> [YOUR OBJECTIVE]
Without including any pictures, write out all the entries exactly.

** STORED DATA follows **

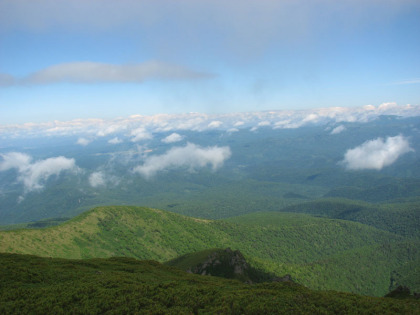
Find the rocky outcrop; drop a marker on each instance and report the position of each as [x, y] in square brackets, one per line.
[232, 264]
[222, 263]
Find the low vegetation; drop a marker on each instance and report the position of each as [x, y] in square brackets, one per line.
[38, 285]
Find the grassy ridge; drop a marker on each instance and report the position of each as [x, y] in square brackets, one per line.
[292, 243]
[124, 285]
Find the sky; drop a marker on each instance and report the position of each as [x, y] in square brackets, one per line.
[66, 60]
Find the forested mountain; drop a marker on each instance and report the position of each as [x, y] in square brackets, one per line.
[318, 252]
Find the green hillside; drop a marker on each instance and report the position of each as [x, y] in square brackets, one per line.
[399, 218]
[296, 244]
[34, 285]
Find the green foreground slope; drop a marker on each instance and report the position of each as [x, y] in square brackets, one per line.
[34, 285]
[307, 248]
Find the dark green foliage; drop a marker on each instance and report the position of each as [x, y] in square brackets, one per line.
[223, 263]
[33, 285]
[399, 218]
[318, 252]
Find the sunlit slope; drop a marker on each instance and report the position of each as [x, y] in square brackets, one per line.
[291, 243]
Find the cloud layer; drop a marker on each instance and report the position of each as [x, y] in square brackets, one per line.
[34, 174]
[93, 72]
[190, 156]
[173, 137]
[140, 128]
[376, 154]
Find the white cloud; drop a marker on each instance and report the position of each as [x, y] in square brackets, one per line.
[94, 72]
[140, 134]
[6, 79]
[191, 156]
[97, 179]
[376, 154]
[33, 175]
[338, 130]
[174, 137]
[140, 127]
[410, 81]
[115, 140]
[83, 141]
[264, 123]
[215, 124]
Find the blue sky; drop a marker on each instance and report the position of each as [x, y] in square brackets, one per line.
[64, 60]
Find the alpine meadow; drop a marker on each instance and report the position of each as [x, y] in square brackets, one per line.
[202, 157]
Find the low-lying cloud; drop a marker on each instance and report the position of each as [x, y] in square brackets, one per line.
[174, 137]
[83, 141]
[97, 179]
[139, 127]
[337, 130]
[94, 72]
[34, 174]
[191, 156]
[376, 154]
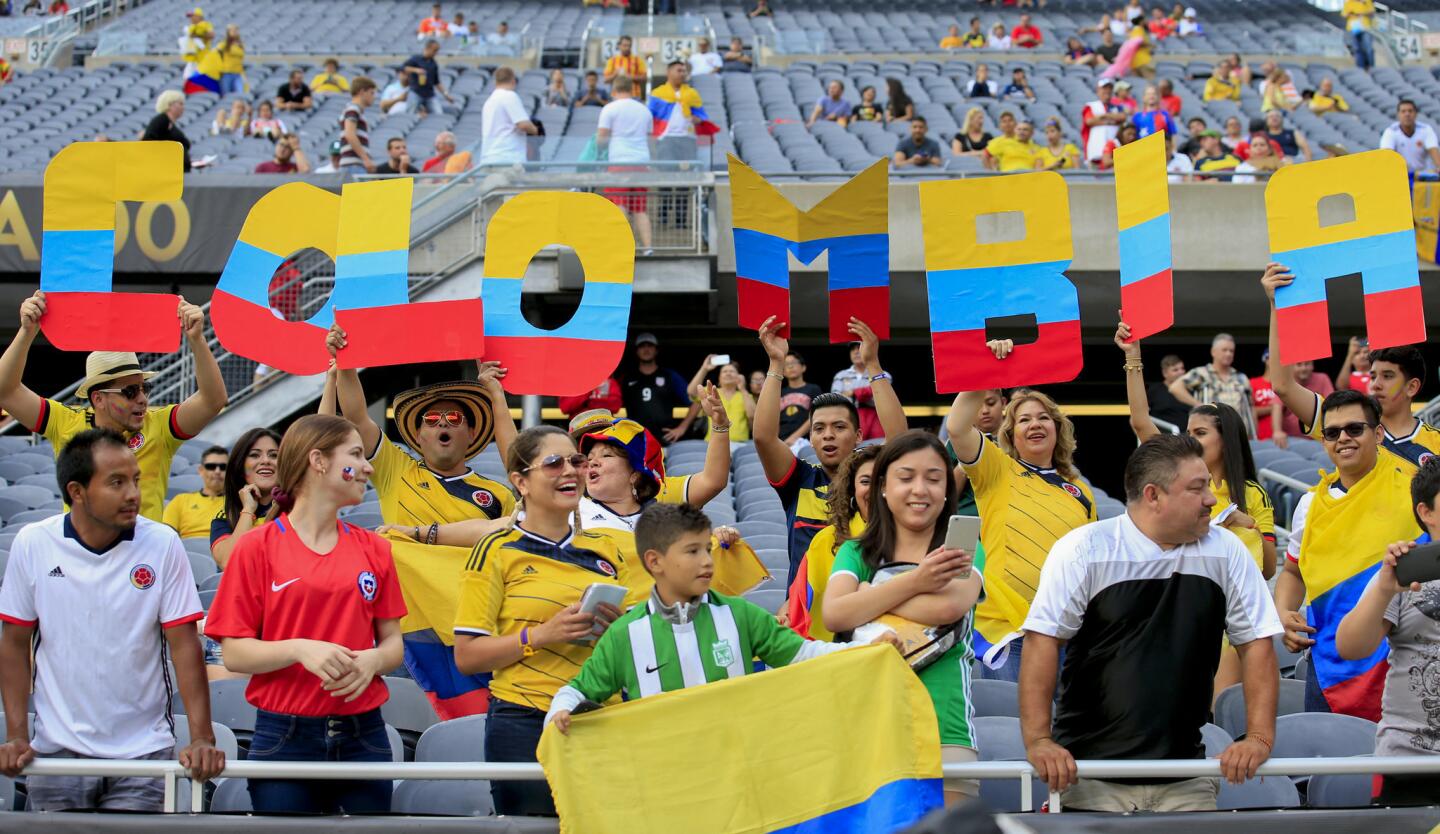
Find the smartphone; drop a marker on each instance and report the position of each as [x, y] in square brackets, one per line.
[964, 535]
[596, 595]
[1420, 565]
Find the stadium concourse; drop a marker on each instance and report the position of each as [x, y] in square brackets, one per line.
[779, 66]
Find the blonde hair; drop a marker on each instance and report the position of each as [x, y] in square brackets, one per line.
[167, 98]
[1063, 457]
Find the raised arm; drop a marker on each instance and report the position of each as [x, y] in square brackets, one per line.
[350, 395]
[887, 405]
[209, 395]
[15, 398]
[1295, 396]
[1141, 422]
[709, 481]
[775, 457]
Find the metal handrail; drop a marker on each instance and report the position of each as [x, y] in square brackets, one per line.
[172, 772]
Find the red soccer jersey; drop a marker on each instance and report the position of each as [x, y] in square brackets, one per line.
[277, 588]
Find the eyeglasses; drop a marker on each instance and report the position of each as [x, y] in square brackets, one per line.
[130, 391]
[1352, 429]
[450, 418]
[555, 464]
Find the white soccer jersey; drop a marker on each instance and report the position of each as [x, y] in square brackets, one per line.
[101, 683]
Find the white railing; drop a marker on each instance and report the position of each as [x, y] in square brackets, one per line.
[172, 772]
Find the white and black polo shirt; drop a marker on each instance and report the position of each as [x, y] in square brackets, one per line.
[1144, 630]
[101, 683]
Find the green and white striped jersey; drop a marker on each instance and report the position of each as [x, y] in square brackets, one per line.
[642, 653]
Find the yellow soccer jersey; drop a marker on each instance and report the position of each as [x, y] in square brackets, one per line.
[1023, 513]
[190, 513]
[1259, 507]
[154, 445]
[516, 579]
[414, 496]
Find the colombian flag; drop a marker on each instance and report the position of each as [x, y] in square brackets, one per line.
[756, 754]
[429, 581]
[1344, 543]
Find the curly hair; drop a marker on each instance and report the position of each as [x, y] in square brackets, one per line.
[841, 500]
[1063, 457]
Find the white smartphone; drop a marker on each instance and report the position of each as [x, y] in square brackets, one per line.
[596, 595]
[964, 535]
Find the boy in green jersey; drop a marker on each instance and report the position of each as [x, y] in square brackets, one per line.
[684, 634]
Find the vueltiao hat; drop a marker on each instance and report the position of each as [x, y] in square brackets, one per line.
[411, 406]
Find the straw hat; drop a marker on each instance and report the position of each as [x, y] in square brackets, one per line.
[411, 406]
[108, 365]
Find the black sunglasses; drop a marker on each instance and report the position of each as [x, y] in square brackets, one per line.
[1352, 429]
[553, 464]
[130, 391]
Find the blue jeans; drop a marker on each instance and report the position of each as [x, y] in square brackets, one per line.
[280, 738]
[511, 735]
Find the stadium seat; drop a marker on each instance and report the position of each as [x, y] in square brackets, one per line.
[1259, 792]
[1230, 706]
[442, 798]
[998, 739]
[995, 697]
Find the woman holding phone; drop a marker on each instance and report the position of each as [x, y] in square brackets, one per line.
[310, 607]
[520, 615]
[1242, 504]
[249, 478]
[912, 499]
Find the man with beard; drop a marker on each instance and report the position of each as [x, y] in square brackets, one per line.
[1142, 598]
[114, 592]
[834, 432]
[118, 399]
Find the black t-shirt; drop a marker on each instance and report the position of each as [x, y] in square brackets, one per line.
[795, 406]
[291, 95]
[651, 398]
[1165, 406]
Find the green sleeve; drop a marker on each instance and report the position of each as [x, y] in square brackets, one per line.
[601, 676]
[850, 561]
[771, 641]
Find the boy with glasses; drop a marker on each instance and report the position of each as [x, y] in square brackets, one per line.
[1338, 536]
[190, 513]
[118, 399]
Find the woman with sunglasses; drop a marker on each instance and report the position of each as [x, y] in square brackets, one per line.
[249, 477]
[1221, 432]
[519, 614]
[311, 610]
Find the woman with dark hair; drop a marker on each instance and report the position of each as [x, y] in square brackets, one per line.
[902, 566]
[249, 478]
[1221, 432]
[519, 615]
[899, 107]
[310, 607]
[848, 504]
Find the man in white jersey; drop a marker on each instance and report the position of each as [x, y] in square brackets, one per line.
[1413, 140]
[108, 592]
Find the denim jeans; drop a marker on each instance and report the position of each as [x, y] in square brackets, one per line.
[280, 738]
[511, 735]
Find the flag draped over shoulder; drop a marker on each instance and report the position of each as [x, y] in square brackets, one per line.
[756, 754]
[429, 579]
[1344, 543]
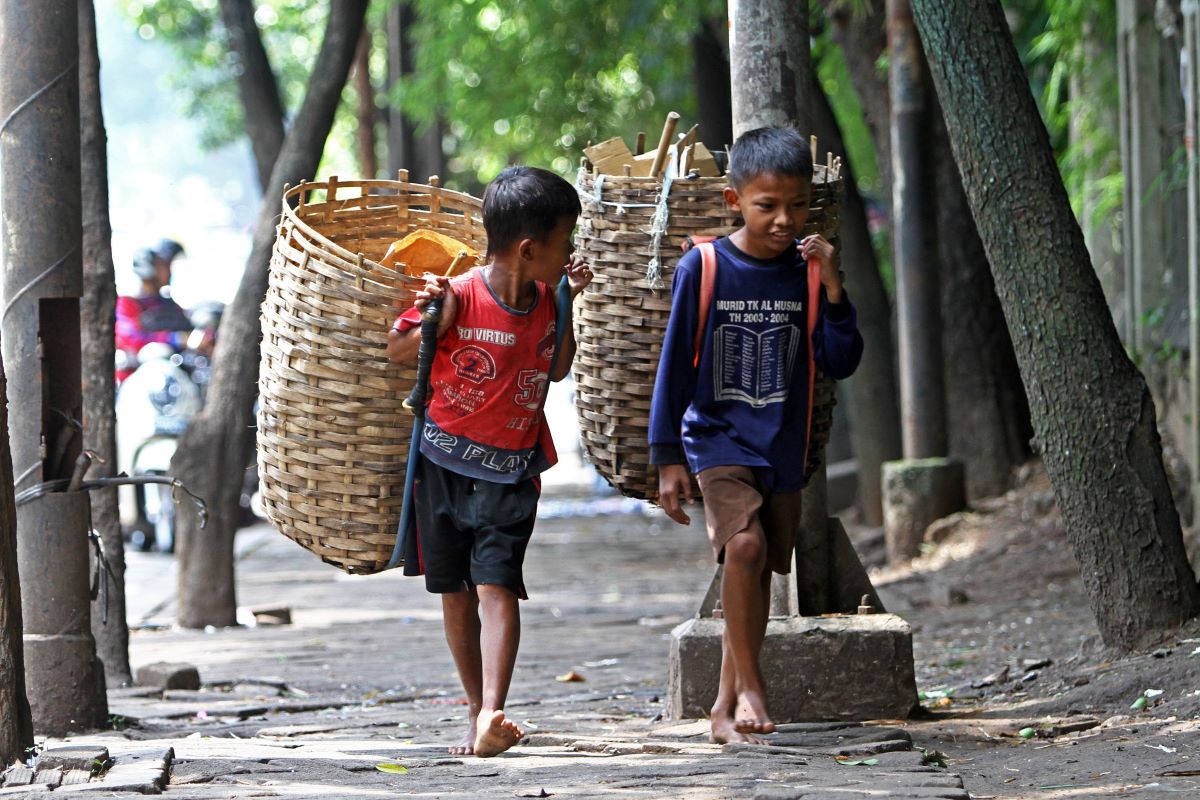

** End of STORED DATA **

> [WRITTEN SOLUTION]
Find the rocky outcrop; drop a marker on each instance and report the position of each as [x, y] in square brackets, one per line.
[232, 264]
[222, 263]
Find the low vegetation; drop a marker on each instance and report the position of each as [x, y] in square brackets, one per line.
[38, 285]
Find the grassy ridge; drop a marker on each instance and report the position of each as [x, y] in square brackets, one per line.
[292, 243]
[124, 285]
Find the sky; drop a marker on each instance and report the position of each as [x, y] in square brackets, one per line.
[66, 60]
Find the forested mountain; drop a marker on each instance and report the position of each as [x, y] in square brackets, one per line.
[318, 252]
Find the green hillside; drop a marker on each instance and report the position of each as [x, y] in square brackets, one per line.
[399, 218]
[296, 244]
[34, 285]
Find the green foreground slope; drop a marker on each instance and report the position of each as [x, y] in square brackets, one per line.
[34, 285]
[307, 248]
Find the dark green foliage; drop a marker on each instance and report the position of each as [x, y] in square brackets, one per line.
[223, 263]
[33, 285]
[399, 218]
[318, 252]
Find the sunlit slope; drop a marker on each instance and report the position of each as [x, y] in square brackets, one per line.
[291, 243]
Find the cloud layer; drop a marker on each instance and report the position of each as [x, y] in square brackets, one per line.
[34, 174]
[93, 72]
[190, 156]
[173, 137]
[140, 128]
[376, 154]
Find the white cloud; drop a marker on each instance and report the position of each as [x, y] in square brackets, one per line.
[94, 72]
[140, 134]
[6, 79]
[191, 156]
[97, 179]
[376, 154]
[33, 175]
[338, 130]
[174, 137]
[140, 127]
[410, 81]
[115, 140]
[83, 141]
[264, 123]
[215, 124]
Find the blue sky; drop a marker on each instance and report the position of each as [x, y] in square brackets, one per line.
[64, 60]
Find the alpine meadow; drop a marker on each instance and report the position of each as [x, y] in square brackets, one per line.
[202, 157]
Find the low-lying cloud; drop a marker on each instance and report the position of each as [x, y] in square brackets, one per line.
[174, 137]
[83, 141]
[97, 179]
[139, 127]
[337, 130]
[94, 72]
[34, 174]
[191, 156]
[376, 154]
Find the smartphone; drop a marker on each instance and report the position of each as [x, y] in square brackets, one per line.
[964, 535]
[596, 595]
[1420, 565]
Find the stadium concourse; drop a marker on each instance and report the position of each as [x, y] in square brackets, one per line.
[779, 66]
Find the blonde hair; drop a marker on each instance and report the position of each as [x, y] in square brackets, one per line.
[167, 98]
[1063, 457]
Find the raised arm; drop a marker on each instance and report the position of each as [x, y] in square brackets, one per line.
[350, 395]
[887, 405]
[209, 395]
[15, 398]
[1295, 396]
[1141, 422]
[709, 481]
[775, 457]
Find the metal handrail; drop a marker on each instance and report the position of each as [x, y] in square brackets, one per line.
[172, 772]
Find the red soccer jersey; drop a marker on each instance and report the position of each as [x, y] in square brackets, one per line.
[277, 588]
Find the eyeglasses; drop a marker on each instance and report the position of each as [x, y] in square brackets, one per line.
[130, 391]
[1352, 429]
[450, 418]
[555, 464]
Find the white soccer jersey; drop a marker on each instance and report the position of each as [x, y] in square brackets, one per line.
[101, 683]
Find the white railing; drop a marker on each instance and report the position of each as [x, y] in square brackets, one per line.
[172, 772]
Find the white and black polo shirt; drop a marker on each instance and report the position of each as [x, y] in square brackets, one per line.
[1144, 630]
[101, 683]
Find the green and white striped jersey; drop a marker on each instance and report the position of each as [x, y] in square brackets, one per line.
[642, 653]
Find the yellow soccer jersey; drop a marker on each instance and report the position of each as [x, y] in square brackets, one per line.
[1023, 513]
[190, 513]
[1259, 507]
[154, 445]
[516, 579]
[414, 496]
Find the colombian flag; drop a marker on each instance and report the position of each as [x, y] in square brackets, one per line.
[756, 754]
[429, 581]
[1344, 543]
Find the curly hair; drop a marker on each instance and report the position of each as [x, y] in square brackets, one per line.
[841, 500]
[1063, 457]
Find the white smartphone; drop a marker on each instance and report the position of each as [x, y] in square brackets, one per line.
[596, 595]
[964, 535]
Find the boy in green jersey; drop a marker on each instance and report the position of each as [x, y] in square brackets, one per line.
[684, 634]
Find the vueltiao hat; drop a marker on each instance and report the position of each as [x, y] in square brackets, one per line.
[411, 406]
Find the straw hat; drop a marker on each instance and report the position of each as [x, y] in square brackets, one per line.
[411, 406]
[108, 365]
Find the black sunglasses; drop a marker on each instance and report the position of each as [x, y] in square brackets, one per line.
[1352, 429]
[553, 464]
[130, 391]
Find the blue jeans; drop a marker on each instance and report the position of each as [x, y] in square brackets, one per line.
[280, 738]
[511, 735]
Find the stadium seat; drop a marker on each instance and report the position of each as [x, y] in square brackets, one per line.
[1259, 792]
[1230, 706]
[442, 798]
[998, 739]
[995, 697]
Find the woman holding phone; drop a marker on each instance and report the position of each as [x, y] in square brackets, one per line.
[310, 607]
[520, 615]
[1242, 504]
[249, 478]
[912, 499]
Find the man with beard; drop a marker on each instance and report the position of each as [x, y] in square brackets, one per line.
[1142, 598]
[114, 592]
[834, 432]
[118, 399]
Find the black t-shirt; drop a marker on each instance and report the position of each as [x, y] in square brackets, one per line.
[795, 406]
[291, 95]
[651, 398]
[1165, 406]
Find the green sleeve; drop a marker on each instance and report the position of each as [x, y] in square brackets, one per line.
[601, 676]
[850, 561]
[771, 641]
Find the boy with glasses; drop a marker on each instance and report the position of each as [x, y] in square brackets, one per line.
[1338, 536]
[190, 513]
[118, 399]
Find the woman with sunglasses; drop a marker on each instance and report the position of each as [x, y] in square brackets, one per line.
[249, 477]
[1221, 432]
[519, 614]
[311, 610]
Find the woman with dark hair; drop a marker on each instance and report the position of each as [x, y] in square brackets, one per line.
[902, 566]
[249, 478]
[1221, 432]
[519, 615]
[899, 107]
[310, 607]
[848, 504]
Find the man in white jersey; drop a marker on each instance and report the position of each as [x, y] in square brackets, one per line.
[1413, 140]
[108, 592]
Find the denim jeans; drop a marker on each instance and report the position of each as [x, y] in square brackets, one per line.
[280, 738]
[511, 735]
Find the flag draped over shoulder; drop a marker on each instance and report the position of each as [x, y] in square brackets, one per line.
[756, 754]
[429, 579]
[1344, 543]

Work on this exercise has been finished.